Dataset records
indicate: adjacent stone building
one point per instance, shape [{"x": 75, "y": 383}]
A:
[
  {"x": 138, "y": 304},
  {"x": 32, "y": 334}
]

• _Given instruction_:
Swap "adjacent" for "nearby" everywhere in the data above, and write out every line again with nothing else changed.

• _Result of this task_:
indicate: nearby stone building
one point per instance, shape [{"x": 75, "y": 383}]
A:
[
  {"x": 138, "y": 304},
  {"x": 32, "y": 334}
]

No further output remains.